:: Document

Telle n’est pas la position retenue par la Cour de cassation qui, sur le fondement des dispositions de l’article L. 2313-5 du Code du travail, retient «qu’il appartient […] au tribunal d’instance d’examiner l’ensemble des contestations, qu’elles portent sur la légalité externe ou sur la légalité interne de la décision de la Direccte». La Chambre sociale ajoute que si le juge dit mal fondées les contestations, il lui appartient de confirmer la décision et, s’il les accueille partiellement ou totalement, de statuer à nouveau, par une décision se substituant à celle de l’autorité administrative, sur les questions demeurant en litige.

 

La décision n’est toutefois pas censurée, dès lors que le tribunal d’instance, après avoir écarté la contestation portant sur la légalité externe de la décision, a statué sur le fond du litige et fixé lui-même le nombre et le périmètre des établissements distincts, ce qu’il aurait été amené à faire s’il avait accueilli la contestation sur la légalité externe et qu’il l’avait dite fondée. Le moyen reprochant au tribunal d’instance de n’avoir pas annulé la décision administrative était donc finalement inopérant, le résultat juridique escompté de la demande d’annulation ayant été atteint.

 

La solution doit être approuvée au regard de la lettre même de l’article L. 2313-5 du Code du travail. Mais il faut alors admettre qu’elle contraste nettement avec celle retenue à propos de la rupture conventionnelle. Dans la mesure où, comme il a été dit, les dispositions de l’article L. 1237-14 sont rédigées de manière identique s’agissant de la compétence et des pouvoirs du juge judiciaire, on peine à justifier la différence de position retenue dans chacun des deux cas. Sans doute le principe de la séparation des pouvoirs peut-il être invoqué pour justifier la solution retenue dans la décision du 14 janvier 2016. Mais elle aurait alors tout aussi bien pu l’être s’agissant de la détermination du périmètre et du nombre des établissements distincts.

 

II - Les critères de l’établissement distinct pour la mise en place du comité social et économique

 

Le critère légal. Antérieurement aux ordonnances «Macron», la loi était muette quant aux critères permettant de caractériser un établissement distinct pour la mise en place des institutions représentatives du personnel élues [6]. Il convenait, dès lors, de s’en remettre à la jurisprudence. Pour sa part, la Cour de cassation avait fini par retenir que «l'établissement distinct permettant l'élection de délégués du personnel se caractérise par le regroupement d'au moins onze salariés constituant une communauté de travail ayant des intérêts propres, susceptible de générer des réclamations communes et spécifiques et travaillant sous la direction d'un représentant de l'employeur, peu important que celui-ci ait le pouvoir de se prononcer sur ces réclamations» [7]. S’agissant des comités d’établissement, le Conseil d’Etat avait, dès 1973 [8], fondé l’établissement distinct sur trois critères : l’existence d’une implantation géographique distincte, la stabilité de la structure et enfin «l’autonomie de l’établissement». Cette dernière exigence était tout à fait justifiée, dès lors que, renvoyant aux pouvoirs consentis au chef d’établissement, elle assurait que le comité d’établissement doté, comme on le sait, d’importantes prérogatives dans le domaine économique puisse pleinement les exercer. Plus précisément, dès lors que celles-ci se traduisent fondamentalement par le droit à être consulté sur un certain nombre de décision, le comité d’établissement perd toute utilité en ce domaine si le chef d’établissement est dépourvu de pouvoirs propres.

::::
:: Enregistrements

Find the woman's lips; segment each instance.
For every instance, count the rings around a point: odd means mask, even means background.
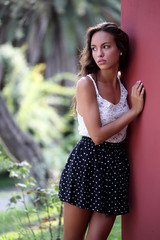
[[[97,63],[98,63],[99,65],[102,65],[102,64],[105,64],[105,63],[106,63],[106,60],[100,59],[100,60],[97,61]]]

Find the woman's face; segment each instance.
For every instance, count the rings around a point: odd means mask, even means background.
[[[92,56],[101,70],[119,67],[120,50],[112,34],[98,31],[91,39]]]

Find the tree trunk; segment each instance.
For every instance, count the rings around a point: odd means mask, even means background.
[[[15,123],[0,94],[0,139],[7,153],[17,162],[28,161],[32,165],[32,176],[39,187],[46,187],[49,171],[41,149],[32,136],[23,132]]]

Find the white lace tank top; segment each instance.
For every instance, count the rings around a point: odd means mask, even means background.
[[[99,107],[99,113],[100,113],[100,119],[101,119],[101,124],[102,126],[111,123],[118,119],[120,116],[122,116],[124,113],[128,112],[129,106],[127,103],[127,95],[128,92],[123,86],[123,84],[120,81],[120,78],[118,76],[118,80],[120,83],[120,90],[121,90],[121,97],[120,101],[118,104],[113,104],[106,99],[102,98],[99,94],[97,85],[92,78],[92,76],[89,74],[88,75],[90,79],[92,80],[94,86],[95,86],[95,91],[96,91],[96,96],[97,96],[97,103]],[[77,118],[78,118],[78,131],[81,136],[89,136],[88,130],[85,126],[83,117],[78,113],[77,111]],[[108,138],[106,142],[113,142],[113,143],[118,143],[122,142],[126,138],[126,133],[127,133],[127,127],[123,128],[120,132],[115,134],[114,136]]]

::::
:: Enregistrements

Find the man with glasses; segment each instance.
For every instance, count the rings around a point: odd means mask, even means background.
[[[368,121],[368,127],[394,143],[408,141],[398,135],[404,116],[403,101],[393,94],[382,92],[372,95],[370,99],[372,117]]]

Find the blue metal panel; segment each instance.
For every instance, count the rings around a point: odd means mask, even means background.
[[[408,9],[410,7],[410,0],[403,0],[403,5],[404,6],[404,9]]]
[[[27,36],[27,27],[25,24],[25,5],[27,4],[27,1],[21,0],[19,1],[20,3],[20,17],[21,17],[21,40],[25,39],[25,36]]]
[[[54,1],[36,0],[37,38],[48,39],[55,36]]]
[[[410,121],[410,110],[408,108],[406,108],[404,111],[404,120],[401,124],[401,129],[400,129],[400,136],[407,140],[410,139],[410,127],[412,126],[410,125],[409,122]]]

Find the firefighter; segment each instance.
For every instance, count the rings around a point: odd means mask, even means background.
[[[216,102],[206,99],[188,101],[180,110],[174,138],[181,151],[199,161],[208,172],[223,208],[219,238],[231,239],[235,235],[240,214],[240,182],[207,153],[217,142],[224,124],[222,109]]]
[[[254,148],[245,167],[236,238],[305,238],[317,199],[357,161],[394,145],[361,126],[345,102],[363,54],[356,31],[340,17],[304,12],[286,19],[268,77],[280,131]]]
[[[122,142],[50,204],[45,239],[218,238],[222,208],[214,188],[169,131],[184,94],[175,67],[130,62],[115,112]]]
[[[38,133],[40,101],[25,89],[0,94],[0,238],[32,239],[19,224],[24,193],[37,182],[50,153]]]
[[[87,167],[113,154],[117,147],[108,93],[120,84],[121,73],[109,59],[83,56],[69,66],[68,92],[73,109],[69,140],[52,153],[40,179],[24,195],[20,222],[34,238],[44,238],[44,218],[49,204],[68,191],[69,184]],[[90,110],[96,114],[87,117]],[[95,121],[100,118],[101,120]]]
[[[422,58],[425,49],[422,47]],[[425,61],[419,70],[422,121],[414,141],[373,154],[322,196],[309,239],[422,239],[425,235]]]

::::

> Énoncé de l'exercice:
D'après le document, que pouvez-vous dire sur les points suivants ? Numérotez vos réponses de la même façon.
1. Selon la Cour de cassation, quelles contestations le tribunal d'instance doit-il examiner ?
2. Avec la solution retenue à propos de quoi la solution approuvée contraste-t-elle nettement ?
3. Sur quels trois critères le Conseil d'État fondait-il, dès 1973, l'établissement distinct pour les comités d'établissement ?

> Réponse attendue:
1. L'ensemble des contestations, qu'elles portent sur la légalité externe ou sur la légalité interne de la décision de la Direccte.
2. La rupture conventionnelle.
3. L'existence d'une implantation géographique distincte, la stabilité de la structure et l'autonomie de l'établissement.